--- TEXT TO READ ---

Skip to main content

John Fraser - An Obituary

John Fraser – actor, writer

Born March 18, 1931; died November 7, 2020 
 
 John Fraser, who has died aged 89, was an actor who transcended his working class Glasgow roots to become a matinee idol, before taking a sidestep out of the limelight. In a colourful career, he showed star quality in a stream of top-flight films following his breakout role in The Dam Busters (1955), and rubbed shoulders with the showbiz cognoscenti of his day. 
 
At his most famous, Fraser was dubbed the most handsome man in Britain. In truth, he was something of a renaissance man. As well as receiving a BAFTA nomination for Best Actor in The Trials of Oscar Wilde (1960), Fraser published several books, and a brief brush with pop stardom ran parallel with his early acting career.

--- STORED DATA ---

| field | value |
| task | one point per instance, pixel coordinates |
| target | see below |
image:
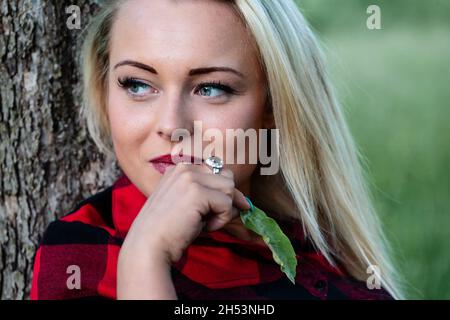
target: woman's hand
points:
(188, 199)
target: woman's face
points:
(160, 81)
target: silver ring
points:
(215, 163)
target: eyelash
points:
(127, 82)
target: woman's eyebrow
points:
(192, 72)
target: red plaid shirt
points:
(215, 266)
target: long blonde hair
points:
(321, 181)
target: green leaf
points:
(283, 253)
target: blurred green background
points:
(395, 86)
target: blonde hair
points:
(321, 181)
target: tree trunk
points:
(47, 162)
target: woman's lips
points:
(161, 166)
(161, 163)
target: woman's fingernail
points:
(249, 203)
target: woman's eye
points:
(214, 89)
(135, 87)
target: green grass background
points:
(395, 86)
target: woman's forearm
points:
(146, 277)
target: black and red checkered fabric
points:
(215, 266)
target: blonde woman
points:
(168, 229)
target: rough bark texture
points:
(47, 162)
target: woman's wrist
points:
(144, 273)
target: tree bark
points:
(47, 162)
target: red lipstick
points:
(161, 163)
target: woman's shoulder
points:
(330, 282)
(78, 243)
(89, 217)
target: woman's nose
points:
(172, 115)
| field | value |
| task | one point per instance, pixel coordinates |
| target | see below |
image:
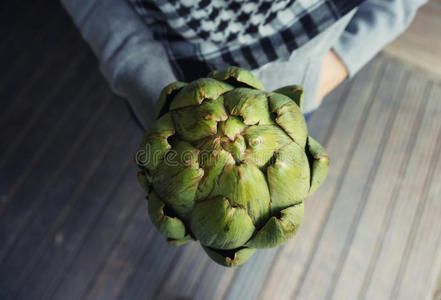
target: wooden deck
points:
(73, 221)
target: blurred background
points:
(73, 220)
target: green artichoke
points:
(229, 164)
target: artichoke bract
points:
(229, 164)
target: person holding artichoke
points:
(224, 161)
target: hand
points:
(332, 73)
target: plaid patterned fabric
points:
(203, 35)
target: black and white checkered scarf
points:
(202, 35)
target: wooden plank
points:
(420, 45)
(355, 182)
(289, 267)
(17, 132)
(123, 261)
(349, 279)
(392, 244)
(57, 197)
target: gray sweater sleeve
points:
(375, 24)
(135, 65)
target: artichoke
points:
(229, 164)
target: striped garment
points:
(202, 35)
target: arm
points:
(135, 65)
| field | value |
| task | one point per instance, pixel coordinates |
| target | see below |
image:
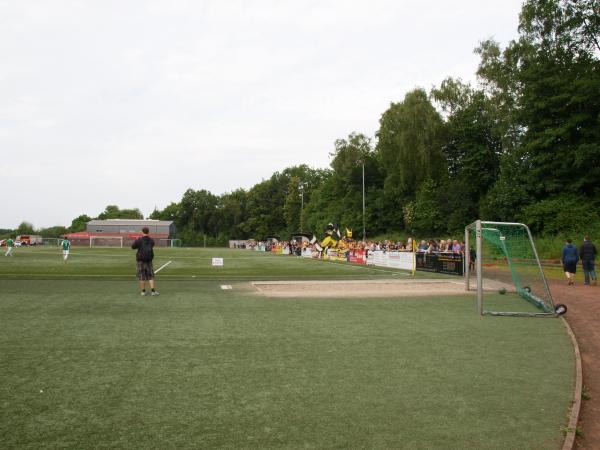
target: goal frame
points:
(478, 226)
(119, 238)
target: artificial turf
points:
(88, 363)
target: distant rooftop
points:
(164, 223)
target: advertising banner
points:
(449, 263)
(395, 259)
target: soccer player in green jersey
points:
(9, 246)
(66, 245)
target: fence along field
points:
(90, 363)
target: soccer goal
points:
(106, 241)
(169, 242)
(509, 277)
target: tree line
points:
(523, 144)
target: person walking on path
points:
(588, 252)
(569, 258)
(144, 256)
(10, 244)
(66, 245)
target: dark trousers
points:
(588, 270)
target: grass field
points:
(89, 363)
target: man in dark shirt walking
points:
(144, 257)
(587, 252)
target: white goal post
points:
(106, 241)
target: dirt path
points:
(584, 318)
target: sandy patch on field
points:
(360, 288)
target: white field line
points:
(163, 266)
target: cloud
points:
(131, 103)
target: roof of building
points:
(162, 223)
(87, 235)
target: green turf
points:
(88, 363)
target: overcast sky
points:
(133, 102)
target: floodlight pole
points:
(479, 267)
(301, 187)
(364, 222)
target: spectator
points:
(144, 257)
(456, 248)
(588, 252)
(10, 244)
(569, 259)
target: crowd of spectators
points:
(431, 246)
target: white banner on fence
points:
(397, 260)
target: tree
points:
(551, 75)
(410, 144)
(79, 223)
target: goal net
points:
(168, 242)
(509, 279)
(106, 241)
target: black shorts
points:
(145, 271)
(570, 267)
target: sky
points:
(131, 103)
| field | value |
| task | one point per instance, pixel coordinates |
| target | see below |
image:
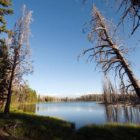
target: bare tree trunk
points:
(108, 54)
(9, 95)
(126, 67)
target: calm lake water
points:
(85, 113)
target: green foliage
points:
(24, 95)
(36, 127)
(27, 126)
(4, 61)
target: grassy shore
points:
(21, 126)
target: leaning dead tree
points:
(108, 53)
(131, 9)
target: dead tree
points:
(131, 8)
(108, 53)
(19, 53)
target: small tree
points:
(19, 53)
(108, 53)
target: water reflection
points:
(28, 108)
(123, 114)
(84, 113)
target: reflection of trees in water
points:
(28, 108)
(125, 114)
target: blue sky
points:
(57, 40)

---
--- STORED DATA ---

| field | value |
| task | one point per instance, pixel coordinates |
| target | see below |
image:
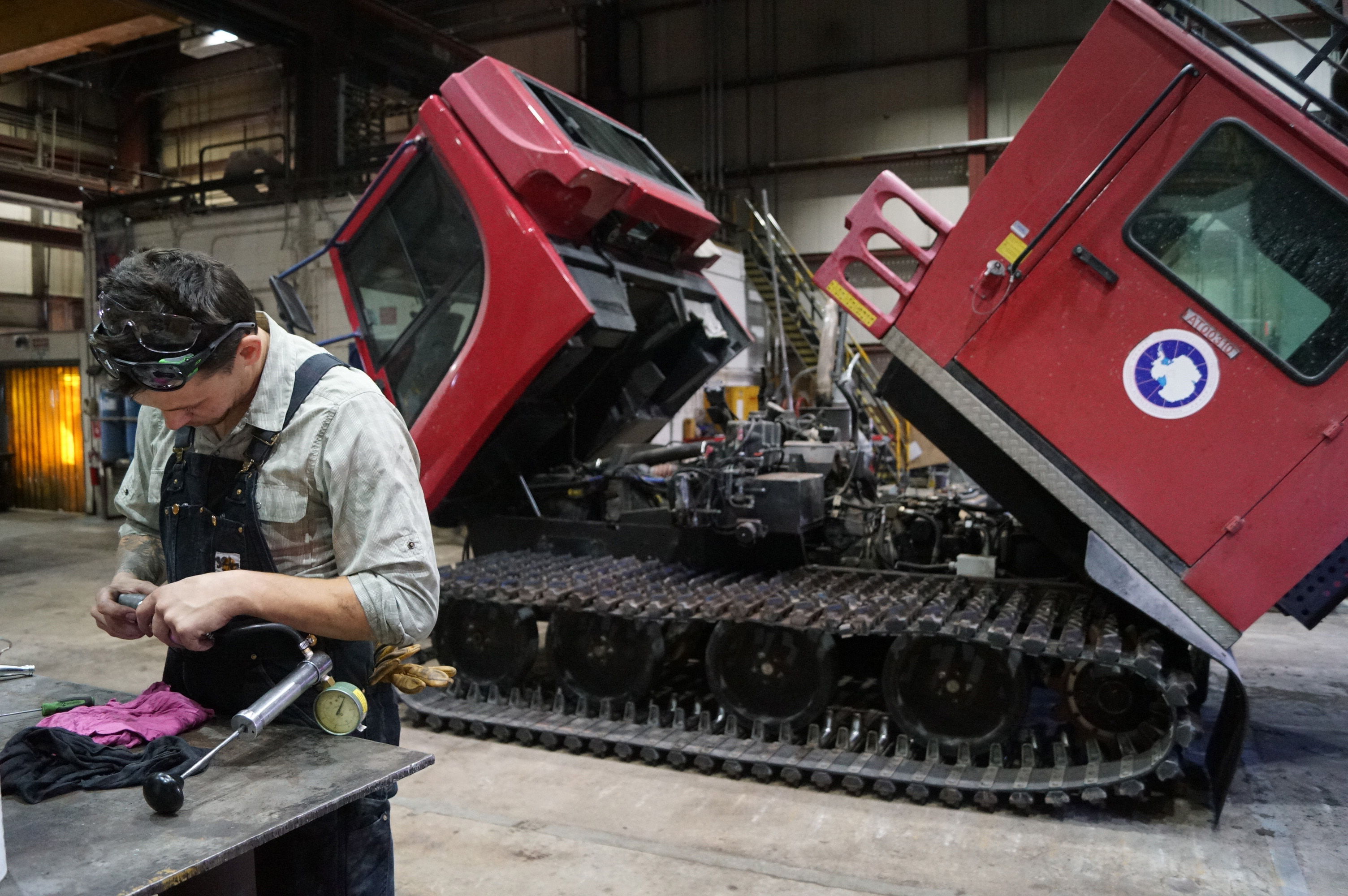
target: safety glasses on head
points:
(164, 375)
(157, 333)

---

◆ GIVEN REQUEST: Rewrite the John Fraser obituary, beginning at the words that have "John Fraser, who" and stopping after "of his day.", with "matinee idol" renamed to "screen idol". The items have no connection to the John Fraser obituary.

◆ RESULT OF THE TASK:
John Fraser, who has died aged 89, was an actor who transcended his working class Glasgow roots to become a screen idol, before taking a sidestep out of the limelight. In a colourful career, he showed star quality in a stream of top-flight films following his breakout role in The Dam Busters (1955), and rubbed shoulders with the showbiz cognoscenti of his day.